PASAJE DE EJERCICIO ▸
──────────────────────────────

De aquella larga etapa, que duró más de treinta años, me contó sobre los ácidos debates con los «ingenieros botánicos», quienes afirmaban que su trabajo afecta a los árboles, pues al quitárseles la corteza quedan vulnerables a las plagas.

—Si se impermeabilizan con un barniz que yo creé y se les da mantenimiento sistemático, no le entran las bacterias. Acuérdate que fui fumigador agrícola –me aseguró.

Su bronca con esos «ingenieros» continúa. Estos aseguran que es una amenaza para el entorno.

Gracias a sus trabajos en madera (no siempre con el árbol vivo) Rigo logró el ingreso en la Uneac. No son muchas las personas que, como viene haciendo él, van «del azafrán al lirio» desarrollando destrezas que, en alguna medida, lo convierten en un ser útil. Precisamente, su último reporte de utilidad se asocia con un proyecto comunitario llamado «Manos creadoras» mediante el cual enseña la talla en madera a jóvenes con problemas de conducta del reparto Camacho-Libertad de Santa Clara. Gracias a su dedicación y resultados educativos, este año la experiencia recibió el premio provincial de cultura comunitaria.

──────────────────────────────

CONSIGNA A ▸
Responde con base en el texto sobre Rigo:
(i) ¿Cuánto duró la etapa de los debates con los «ingenieros botánicos»?
(ii) ¿En qué trabajó Rigo antes, según lo que él mismo asegura?
(iii) ¿Qué premio recibió este año el proyecto «Manos creadoras»?
CONSIGNA B ▸ Escribe una continuación del texto sobre Rigo a partir de su última oración.
Las entradas siguientes provienen de otra fuente.

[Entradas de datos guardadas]
──────────────────────────────

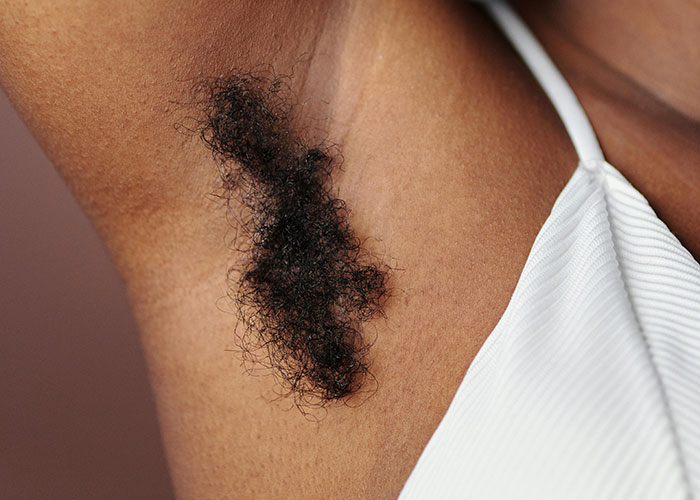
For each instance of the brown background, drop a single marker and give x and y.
(77, 419)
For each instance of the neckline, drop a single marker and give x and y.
(592, 169)
(552, 82)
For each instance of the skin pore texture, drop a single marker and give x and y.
(451, 160)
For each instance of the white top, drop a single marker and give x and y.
(589, 385)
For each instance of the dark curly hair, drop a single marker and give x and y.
(307, 284)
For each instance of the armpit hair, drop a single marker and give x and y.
(307, 285)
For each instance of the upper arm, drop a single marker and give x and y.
(96, 82)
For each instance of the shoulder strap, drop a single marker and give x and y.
(553, 83)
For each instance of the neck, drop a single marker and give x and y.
(654, 45)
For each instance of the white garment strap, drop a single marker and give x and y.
(553, 83)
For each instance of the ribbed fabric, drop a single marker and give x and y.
(589, 385)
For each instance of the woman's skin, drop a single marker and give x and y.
(453, 158)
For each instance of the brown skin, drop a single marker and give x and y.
(453, 157)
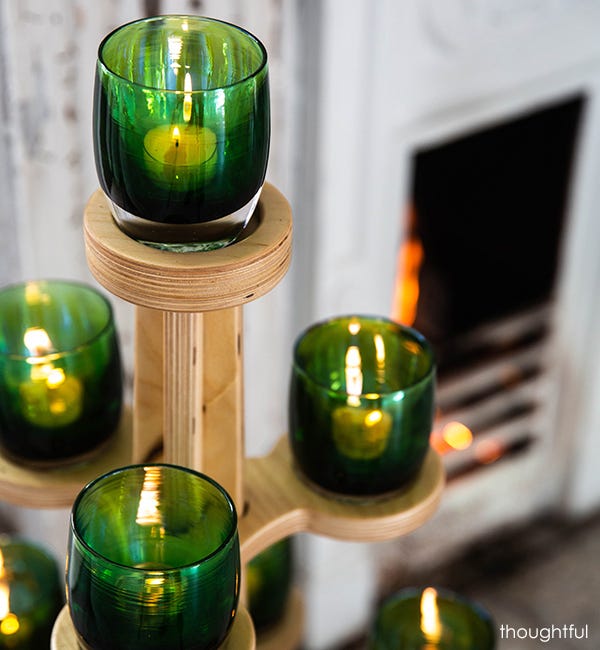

──────────────────────────────

RESPUESTA A ▸
(i) Más de treinta años.
(ii) Fue fumigador agrícola.
(iii) El premio provincial de cultura comunitaria.

RESPUESTA B ▸
Cuando tuve de nuevo su carné de técnico en novela en mis manos, quise agarrarlo en falla y le pregunté:

—Bueno, ya que eres especialista, dime dos de la técnicas más usadas por los novelistas del Boom.

Y para mi sorpresa, casi responde bien, aunque se le cruzaran los conceptos y me dijera un disparate –que al poco rato rectificó:

—La muda china y las cajas temporales.